▶ **Défis**:
- A) Selon l'extrait sur le XIV, pourquoi surnomme-t-on souvent le VIX « l'indice de la peur » ? Répondez en une à trois phrases.
- B) Repérez dans le listing chaque ligne qui contient le mot « each » et recopiez-la intégralement.

19 novembre 2018 | Risques | 0 comments

En février dernier, un fort mouvement de marché mettait fin à un produit pariant sur le calme des marchés : le XIV. Nous allons voir dans cet article le concept du XIV. Nous mettrons en relief les causes du mouvement de marché et ses répercussions pour finir sur les leçons à tirer de cet évènement.

Le VIX et la volatilité des marchés américains

Le VIX est un indicateur représentant la volatilité implicite du S&P 500 (indice boursier basé sur les 500 plus grandes entreprises américaines). Pour être plus précis, il traduit approximativement les variations du S&P 500 pour les 30 jours à venir. On l’appelle souvent « l’indice de la peur » car la volatilité est censée être un facteur représentatif des risques sur le marché. Généralement, le XIV se situe entre 10 et 20 points. Si le VIX a une haute valeur, cela traduit la nervosité des marchés.  Il est important de savoir que de fortes valeurs du VIX peuvent être révélateur d’une crise en cours ou d’une forte chute des cours. En effet, on considère que 30 points est le seuil au-dessus duquel ce genre de constatation est possible. Pour preuve, lors de la crise de 2008 il a dépassé les 80 points.

Le VIX est simplement un indicateur donc on ne peut pas l’échanger sur les marchés financiers comme une action. Pour effectuer des opérations financières sur l’évolution de cet élément, il existe des ETP (Exchange Traded Product) qui sont des produits tradables dont la valeur dépend directement de celle d’un indice. Le XIV est un ETP dont la valeur dépend du niveau du VIX.

Le XIV : un moyen de trader le VIX

En réalité, le XIV réplique les mouvements inverses du VIX. Par exemple, si le VIX subit une hausse de 5 % alors le XIV verra sa valeur diminuer d’environ 5 %. Le XIV étant tradable comme une action, on peut l’acheter et le vendre (à découvert ou non). Le XIV ne dispose pas de produits dérivés.

Il est facile de comprendre que le XIV sert à parier en faveur d’un marché calme. En effet, tant que la volatilité du marché reste basse, le XIV a une forte valeur. A contrario, si les marchés sont à un haut niveau de volatilité, sa valeur dégringole.

Les mouvements de février dernier

Le 5 février 2018, les marchés ont subi une forte baisse. L’indice S&P 500 a chuté de plus de 6 % en une journée. Par conséquent, le VIX a fortement augmenté (de plus de 115 % !). Ce fort mouvement a totalement détruit la valeur du XIV qui a diminué de plus de 80 % durant cette journée.

Chute du XIV - 1

Évolution du S&P500 du 9 janvier 2017 au 26 février 2018 (Source : Yahoo Finance)

Chute du XIV - 2

Évolution du VIX du 9 janvier 2017 au 26 février 2018 (Source : Yahoo Finance)

▶ **Données affichées**:
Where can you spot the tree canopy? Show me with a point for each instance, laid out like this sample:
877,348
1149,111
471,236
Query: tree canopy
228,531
...
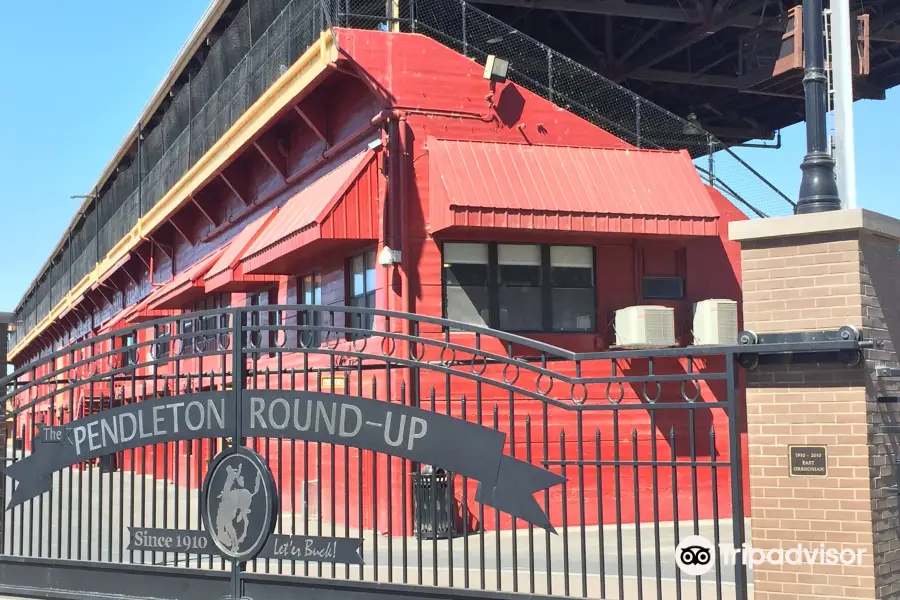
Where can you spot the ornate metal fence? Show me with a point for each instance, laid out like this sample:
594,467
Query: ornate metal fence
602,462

▶ **Réponses par exercice**:
- A) On surnomme le VIX « l'indice de la peur » parce que la volatilité est censée être un facteur représentatif des risques sur le marché. Le VIX représente la volatilité implicite du S&P 500.

- B)
Where can you spot the tree canopy? Show me with a point for each instance, laid out like this sample:
Where can you spot the ornate metal fence? Show me with a point for each instance, laid out like this sample:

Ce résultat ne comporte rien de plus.